● **Exercise aim**:
Every entry is to be printed again precisely as given.

Phrase grounding data
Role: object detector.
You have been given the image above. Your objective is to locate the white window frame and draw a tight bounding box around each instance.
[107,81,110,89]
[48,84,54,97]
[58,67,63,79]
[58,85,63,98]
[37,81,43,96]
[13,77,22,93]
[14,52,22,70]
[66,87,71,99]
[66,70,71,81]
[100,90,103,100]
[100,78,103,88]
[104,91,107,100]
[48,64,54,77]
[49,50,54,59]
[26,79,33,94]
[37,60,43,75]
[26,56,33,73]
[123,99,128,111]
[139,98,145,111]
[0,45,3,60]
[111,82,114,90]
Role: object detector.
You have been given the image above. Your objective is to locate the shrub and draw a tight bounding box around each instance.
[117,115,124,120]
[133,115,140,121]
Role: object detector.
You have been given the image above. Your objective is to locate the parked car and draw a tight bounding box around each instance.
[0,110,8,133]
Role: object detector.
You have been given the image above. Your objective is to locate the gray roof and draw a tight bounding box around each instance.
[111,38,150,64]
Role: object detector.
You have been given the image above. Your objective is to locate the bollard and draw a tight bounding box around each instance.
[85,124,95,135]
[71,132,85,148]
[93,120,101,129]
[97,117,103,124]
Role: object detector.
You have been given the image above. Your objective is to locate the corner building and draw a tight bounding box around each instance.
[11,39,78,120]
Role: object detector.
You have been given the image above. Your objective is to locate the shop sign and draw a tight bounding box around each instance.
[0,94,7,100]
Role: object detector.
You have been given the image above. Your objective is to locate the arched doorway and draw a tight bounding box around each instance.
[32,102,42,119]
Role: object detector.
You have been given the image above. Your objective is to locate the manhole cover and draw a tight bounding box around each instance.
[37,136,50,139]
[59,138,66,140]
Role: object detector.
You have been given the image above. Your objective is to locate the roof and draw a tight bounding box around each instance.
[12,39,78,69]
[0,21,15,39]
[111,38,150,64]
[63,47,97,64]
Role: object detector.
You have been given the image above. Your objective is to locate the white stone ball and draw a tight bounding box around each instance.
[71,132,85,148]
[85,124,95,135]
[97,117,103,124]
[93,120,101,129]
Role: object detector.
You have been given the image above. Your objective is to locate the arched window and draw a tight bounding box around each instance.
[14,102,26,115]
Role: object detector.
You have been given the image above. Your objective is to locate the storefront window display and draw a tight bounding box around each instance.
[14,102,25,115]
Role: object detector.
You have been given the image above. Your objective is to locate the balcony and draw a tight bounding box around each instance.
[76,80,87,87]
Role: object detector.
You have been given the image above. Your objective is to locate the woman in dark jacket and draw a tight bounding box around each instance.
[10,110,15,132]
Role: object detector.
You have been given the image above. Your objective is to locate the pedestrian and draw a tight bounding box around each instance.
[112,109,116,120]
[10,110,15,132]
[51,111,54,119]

● **Reply**:
Role: object detector.
You have been given the image above. Your objective is to locate the white window frame and draw a tight bounding box around each instance.
[107,81,110,89]
[48,84,54,97]
[58,67,63,79]
[58,85,63,98]
[37,81,43,96]
[13,77,22,93]
[14,52,22,70]
[66,87,71,99]
[66,70,71,81]
[100,90,103,100]
[100,78,103,88]
[104,91,107,100]
[48,64,54,77]
[49,50,54,59]
[26,79,33,94]
[37,60,43,75]
[26,56,33,73]
[123,99,128,111]
[139,98,145,111]
[0,45,3,60]
[111,82,114,90]
Role: object detector.
You have been given the image above. Your objective is to locate the shrub and draw a tight bounding box around each instance.
[117,115,124,120]
[133,115,140,121]
Role: object detector.
You have been given the image above. Your objective is to locate the parked car and draw a tight bounding box around each instance.
[0,110,8,133]
Role: object detector.
You have been given the image above. Your objective is to locate the gray roof and draw a tight bounding box around each instance.
[111,38,150,64]
Role: object detector.
You have been given the image above. Your objective is to locate the bollard and draw a tight bounding box around each instance.
[85,124,95,135]
[71,132,85,148]
[93,120,101,129]
[97,117,103,124]
Role: object detector.
You have been given the image above. Your objective is to locate the corner building and draw a tight bounding box around each instance.
[11,39,78,120]
Role: object detector.
You have been given the image above. Your objective is to locate the shop sign and draw a tight bounding box around each instance.
[0,94,7,100]
Role: object detector.
You have been given the image above. Your objective is to locate the arched doorway and draw a tight bounding box around each instance.
[32,102,42,119]
Role: object detector.
You have been given the image above. Your objective is to locate the manhole cover and draw a tight bounding box around each instance.
[37,136,50,139]
[59,138,66,140]
Role: object detector.
You have been given the image above. Your objective is to locate the roof and draw a tight bounding box around each instance.
[12,39,78,69]
[0,21,15,39]
[111,38,150,64]
[63,47,97,64]
Role: object detector.
You have been given the image above. Your objective is to locate the white stone ball and draw a tight bounding box around each instance.
[71,132,85,148]
[85,124,95,135]
[97,117,103,124]
[93,120,101,129]
Role: object detector.
You have been given the image above. Your objective is to locate the arched window and draw a tight bounding box around each instance.
[14,102,26,115]
Role: object detector.
You have been given the image above. Your objective is to locate the storefront window display and draw a tight bounding box around each instance.
[14,102,25,115]
Role: object detector.
You have been given the image above. Your objective is to locate the balcony and draw a tight bounding box around each instance.
[76,80,87,87]
Role: object detector.
You have been given the image above. Your objective is to locate the woman in dark jacket and draw a tight bounding box around each instance.
[10,110,15,132]
Role: object detector.
You have been given the image above. Your objective is to locate the pedestrian and draw a tight bounding box around each instance.
[112,109,116,120]
[10,110,15,132]
[51,111,54,119]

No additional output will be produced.